── Material

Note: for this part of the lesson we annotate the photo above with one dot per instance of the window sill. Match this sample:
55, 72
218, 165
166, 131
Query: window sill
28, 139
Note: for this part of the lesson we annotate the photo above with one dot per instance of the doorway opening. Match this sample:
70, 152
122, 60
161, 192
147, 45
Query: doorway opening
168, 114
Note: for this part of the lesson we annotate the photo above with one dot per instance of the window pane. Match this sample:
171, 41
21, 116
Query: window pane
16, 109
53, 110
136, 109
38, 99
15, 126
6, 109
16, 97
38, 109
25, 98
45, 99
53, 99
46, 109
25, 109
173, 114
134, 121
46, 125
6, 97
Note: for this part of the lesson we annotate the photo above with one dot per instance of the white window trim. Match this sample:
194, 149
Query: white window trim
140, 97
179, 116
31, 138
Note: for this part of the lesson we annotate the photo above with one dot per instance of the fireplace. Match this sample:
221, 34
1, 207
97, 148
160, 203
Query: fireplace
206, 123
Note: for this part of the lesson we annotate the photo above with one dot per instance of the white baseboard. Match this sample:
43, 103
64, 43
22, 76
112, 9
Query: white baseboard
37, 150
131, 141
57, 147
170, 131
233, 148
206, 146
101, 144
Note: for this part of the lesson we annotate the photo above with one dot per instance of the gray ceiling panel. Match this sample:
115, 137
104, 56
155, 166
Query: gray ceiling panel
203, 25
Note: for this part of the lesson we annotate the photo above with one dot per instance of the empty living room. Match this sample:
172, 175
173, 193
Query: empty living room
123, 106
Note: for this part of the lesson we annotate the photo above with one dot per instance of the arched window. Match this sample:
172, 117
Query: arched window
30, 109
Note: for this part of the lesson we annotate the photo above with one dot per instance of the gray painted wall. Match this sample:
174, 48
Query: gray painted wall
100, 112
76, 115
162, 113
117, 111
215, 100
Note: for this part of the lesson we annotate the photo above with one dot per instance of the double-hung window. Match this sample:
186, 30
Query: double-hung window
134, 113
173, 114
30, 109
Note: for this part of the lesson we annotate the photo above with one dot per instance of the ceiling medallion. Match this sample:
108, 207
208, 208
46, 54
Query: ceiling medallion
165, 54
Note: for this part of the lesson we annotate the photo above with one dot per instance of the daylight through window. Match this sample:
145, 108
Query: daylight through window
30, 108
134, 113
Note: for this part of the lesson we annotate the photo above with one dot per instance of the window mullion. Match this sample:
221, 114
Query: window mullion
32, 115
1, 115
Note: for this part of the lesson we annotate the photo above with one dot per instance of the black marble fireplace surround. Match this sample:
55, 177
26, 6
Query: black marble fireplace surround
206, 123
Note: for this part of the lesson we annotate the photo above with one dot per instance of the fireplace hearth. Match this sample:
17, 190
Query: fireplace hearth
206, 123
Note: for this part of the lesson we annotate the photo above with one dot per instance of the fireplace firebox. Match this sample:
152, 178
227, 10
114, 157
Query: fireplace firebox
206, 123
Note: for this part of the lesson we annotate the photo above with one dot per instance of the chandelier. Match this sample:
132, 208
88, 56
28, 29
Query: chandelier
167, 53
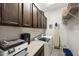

────

■ **What you have to do**:
Reproduce all of the data above verbatim, omitting the pictures.

■ **Task output**:
Note: for this part of the lesson we annotate the photo above with one dot per instance of the window sill. Match this sample:
55, 72
218, 165
166, 131
Query: window sill
28, 139
Note: for this part of the lesson we annotate the photo above with one dot per instance of the doorway opening. Match this sample:
70, 152
122, 60
161, 192
147, 45
Query: doorway opening
168, 114
Note: for this part of the lesson we annotate the photo above with one dot per instance of the window pane. Match this sample:
171, 41
21, 116
Query: window pane
16, 109
53, 110
136, 109
38, 99
15, 126
6, 109
16, 97
38, 109
25, 98
45, 99
53, 99
46, 109
25, 109
173, 114
134, 121
46, 125
6, 97
Note: for this part of the lesson we annotate the photo above with one dot per instance of the white window trim. Match this sample:
194, 149
Query: white window trim
140, 97
179, 116
31, 138
Note: for this part of the lesson we annotate the photo above with one dot per instance of the fireplace. Match this sample:
221, 34
1, 207
97, 148
160, 203
Query: fireplace
206, 123
Note: for this part of the lesson we annotate the photo above with one dot per instance of the white baseboard. Match this sample:
43, 103
64, 43
22, 76
112, 9
Query: white baseboard
37, 150
131, 141
57, 147
170, 131
233, 148
206, 146
101, 144
Note: for this part of the lesson we annotate the photo above with one dot per instance of the gray ceiling panel. Match this sample:
115, 137
104, 56
155, 166
Query: gray ceiling panel
203, 25
Note: for this part of the lesson we annotate the photo above with one dot per instance of the empty living room. Match this sample:
172, 175
173, 193
Query: empty living room
123, 106
Note: for this part of the lesson we annotate the photo above with one dot per instance of the arched window. Match this sample:
172, 117
Query: arched window
30, 109
Note: for this part of the lesson we annotate the photo above with one dot per instance of the gray painted wall. Match this sample:
174, 48
Query: gray painted wall
100, 112
76, 115
162, 113
117, 111
215, 100
Note: for this part of the lesson we annotate the photo above with one dot per instance of the double-hung window. Match this sample:
186, 30
Query: double-hung window
134, 113
173, 114
30, 109
Note: for this part of the lesson we annotate the photo above with one dot per instance of the ceiling medallion. Match this sample:
108, 207
208, 208
46, 54
Query: ceiling medallion
165, 54
Note: for this part of the lesson we annotate the photo above with one dot per instance of the daylight through window. Match this sample:
145, 108
Query: daylight through window
30, 108
134, 113
Note: for this part of the lesson we annotate the photo above with one dot per instance of the window mullion. Match this sample:
221, 114
Query: window mullion
32, 115
1, 115
Note: for this part of the lesson we annotate the photo above with one dot per instance of the black marble fireplace surround. Match this sample:
55, 177
26, 6
Query: black marble fireplace surround
206, 123
Note: for this part of the lesson we annotate the photo above with one dot per instance of the fireplace hearth. Match this sample:
17, 190
Query: fireplace hearth
206, 123
Note: for this part of the lesson we annotate the photo above with one dot per instance of the fireplace firebox. Match this sample:
152, 178
227, 10
114, 157
Query: fireplace firebox
206, 123
Note: for this part of the lesson we annotate the photo above with one dot per instance of the chandelier. Match this sample:
132, 208
88, 56
28, 29
Query: chandelier
167, 53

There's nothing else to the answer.